— begin Selection —

Pastor, Church & Law

Application to Religious Educational Institutions

§ 08.12.02

Key Point 8-12.02. Title VII of the Civil Rights Act of 1964 prohibits employers engaged in commerce and having at least 15 employees from discriminating in any employment decision on the basis of race, color, national origin, gender, or religion. Religious educational institutions are exempt from the ban on religious discrimination, but not from the other prohibited forms of discrimination.

Title VII, Section 703(e)(2) of the Civil Rights Act of 1964 specifies:

[I]t shall not be an unlawful employment practice for a school, college, university, or other educational institution or institution of learning to hire and employ employees of a particular religion if such school, college, university, or other educational institution or institution of learning is, in whole or in substantial part, owned, supported, controlled, or managed by a particular religion or by a particular religious corporation, association, or society, or if the curriculum of such school, college, university, or other educational institution or institution of learning is directed toward the propagation of a particular religion.

This provision exempts religious educational institutions, whether at the primary, secondary, or college level, from the prohibition of religious discrimination contained in Title VII of the Civil Rights Act of 1964. Significantly, this provision speaks generally of the right of religious educational institutions to discriminate on the basis of religion in the hiring of employees who will directly promote religious belief, such as teachers, as well as those who will not, such as clerical, custodial, and administrative personnel. The United States Supreme Court has ruled that this exemption does not violate the First Amendment’s “nonestablishment of religion” clause.93 Corporation of Presiding Bishop v. Amos, 483 U.S. 327 (1987). This case is discussed below.

— end Selection —

● Given request A:
Extract each line of the records that contains the string "patch".
The Title VII excerpt has no connection to the records.

— begin Recorded information —

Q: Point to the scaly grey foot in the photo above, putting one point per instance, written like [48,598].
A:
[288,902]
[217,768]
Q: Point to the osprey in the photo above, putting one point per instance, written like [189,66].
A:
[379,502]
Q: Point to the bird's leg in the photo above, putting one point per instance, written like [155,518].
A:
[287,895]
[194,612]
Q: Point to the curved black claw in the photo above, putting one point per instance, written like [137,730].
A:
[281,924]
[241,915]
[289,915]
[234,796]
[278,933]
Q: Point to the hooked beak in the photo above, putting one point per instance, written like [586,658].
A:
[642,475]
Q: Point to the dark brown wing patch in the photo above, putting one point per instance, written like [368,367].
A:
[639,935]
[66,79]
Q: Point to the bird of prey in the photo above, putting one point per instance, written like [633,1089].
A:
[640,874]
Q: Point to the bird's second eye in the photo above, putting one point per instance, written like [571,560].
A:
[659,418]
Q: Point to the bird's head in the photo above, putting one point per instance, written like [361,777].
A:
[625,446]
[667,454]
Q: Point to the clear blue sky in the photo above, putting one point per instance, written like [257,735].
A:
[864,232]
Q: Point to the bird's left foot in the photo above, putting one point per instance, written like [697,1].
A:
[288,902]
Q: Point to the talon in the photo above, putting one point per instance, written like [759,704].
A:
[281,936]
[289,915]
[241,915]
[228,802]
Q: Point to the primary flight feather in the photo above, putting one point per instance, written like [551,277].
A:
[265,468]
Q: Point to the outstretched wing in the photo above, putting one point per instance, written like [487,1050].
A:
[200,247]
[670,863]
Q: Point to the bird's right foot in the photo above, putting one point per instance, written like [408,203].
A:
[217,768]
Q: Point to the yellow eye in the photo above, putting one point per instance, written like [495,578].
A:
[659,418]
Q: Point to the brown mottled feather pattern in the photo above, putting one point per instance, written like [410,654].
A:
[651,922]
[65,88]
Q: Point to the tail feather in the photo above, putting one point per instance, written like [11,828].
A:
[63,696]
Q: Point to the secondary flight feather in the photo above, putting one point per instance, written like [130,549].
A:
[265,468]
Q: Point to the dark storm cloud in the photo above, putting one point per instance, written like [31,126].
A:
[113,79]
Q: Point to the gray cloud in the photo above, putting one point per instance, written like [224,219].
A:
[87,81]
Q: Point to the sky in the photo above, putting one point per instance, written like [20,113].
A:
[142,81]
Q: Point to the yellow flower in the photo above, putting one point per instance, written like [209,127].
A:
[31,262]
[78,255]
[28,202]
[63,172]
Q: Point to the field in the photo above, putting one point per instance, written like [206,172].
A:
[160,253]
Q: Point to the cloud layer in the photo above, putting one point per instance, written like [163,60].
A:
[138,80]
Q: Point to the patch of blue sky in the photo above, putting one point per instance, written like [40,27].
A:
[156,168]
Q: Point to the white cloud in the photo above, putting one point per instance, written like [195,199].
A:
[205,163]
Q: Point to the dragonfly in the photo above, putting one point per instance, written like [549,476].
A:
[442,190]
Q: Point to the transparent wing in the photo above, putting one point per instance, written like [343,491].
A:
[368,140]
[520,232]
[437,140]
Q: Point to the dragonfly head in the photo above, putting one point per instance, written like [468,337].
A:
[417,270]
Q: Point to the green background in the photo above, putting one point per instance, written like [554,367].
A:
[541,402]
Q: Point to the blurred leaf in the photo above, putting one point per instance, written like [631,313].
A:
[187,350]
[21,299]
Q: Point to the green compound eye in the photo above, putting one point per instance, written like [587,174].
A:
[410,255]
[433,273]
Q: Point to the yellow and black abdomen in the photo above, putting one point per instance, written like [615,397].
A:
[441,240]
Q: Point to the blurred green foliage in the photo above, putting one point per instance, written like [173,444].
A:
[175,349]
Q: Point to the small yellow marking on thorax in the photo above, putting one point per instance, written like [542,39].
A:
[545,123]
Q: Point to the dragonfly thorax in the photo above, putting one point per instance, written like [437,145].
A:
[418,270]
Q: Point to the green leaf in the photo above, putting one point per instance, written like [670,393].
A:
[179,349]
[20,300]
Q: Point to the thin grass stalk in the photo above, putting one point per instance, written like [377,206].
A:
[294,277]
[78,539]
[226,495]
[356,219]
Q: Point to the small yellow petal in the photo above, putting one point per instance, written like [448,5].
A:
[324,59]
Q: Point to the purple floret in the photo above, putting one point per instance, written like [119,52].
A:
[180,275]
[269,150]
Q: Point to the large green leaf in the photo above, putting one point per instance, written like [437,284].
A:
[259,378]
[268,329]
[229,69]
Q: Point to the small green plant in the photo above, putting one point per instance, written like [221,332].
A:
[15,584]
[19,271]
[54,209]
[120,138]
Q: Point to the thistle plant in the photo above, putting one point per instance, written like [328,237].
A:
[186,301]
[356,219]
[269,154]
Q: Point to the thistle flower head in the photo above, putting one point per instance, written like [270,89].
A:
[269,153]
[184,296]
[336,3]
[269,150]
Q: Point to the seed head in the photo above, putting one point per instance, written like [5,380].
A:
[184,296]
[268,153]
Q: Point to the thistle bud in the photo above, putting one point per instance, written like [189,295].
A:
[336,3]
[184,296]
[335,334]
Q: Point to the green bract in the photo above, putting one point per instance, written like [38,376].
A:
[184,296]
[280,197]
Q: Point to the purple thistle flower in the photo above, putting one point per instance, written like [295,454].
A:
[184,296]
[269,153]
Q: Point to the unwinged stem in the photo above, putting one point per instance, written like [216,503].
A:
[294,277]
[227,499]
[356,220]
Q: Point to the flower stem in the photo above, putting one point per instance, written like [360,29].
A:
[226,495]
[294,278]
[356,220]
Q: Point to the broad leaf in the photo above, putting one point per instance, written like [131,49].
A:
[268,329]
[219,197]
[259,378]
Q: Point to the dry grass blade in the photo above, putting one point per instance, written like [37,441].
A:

— end Recorded information —

● Given request B:
Answer these questions from the Title VII excerpt, one per line:
(i) How many employees must an employer engaged in commerce have for Title VII to apply?
(ii) Which section of Title VII is quoted as the source of the exemption?
(iii) What case is cited for the Supreme Court ruling that the exemption does not violate the "nonestablishment of religion" clause?

● Final result A:
Q: Point to the dark brown wing patch in the photo above, putting one point per instance, written like [368,367].
Q: Point to the patch of blue sky in the photo above, putting one point per instance, written like [40,27].

● Final result B:
(i) At least 15 employees.
(ii) Section 703(e)(2).
(iii) Corporation of Presiding Bishop v. Amos, 483 U.S. 327 (1987).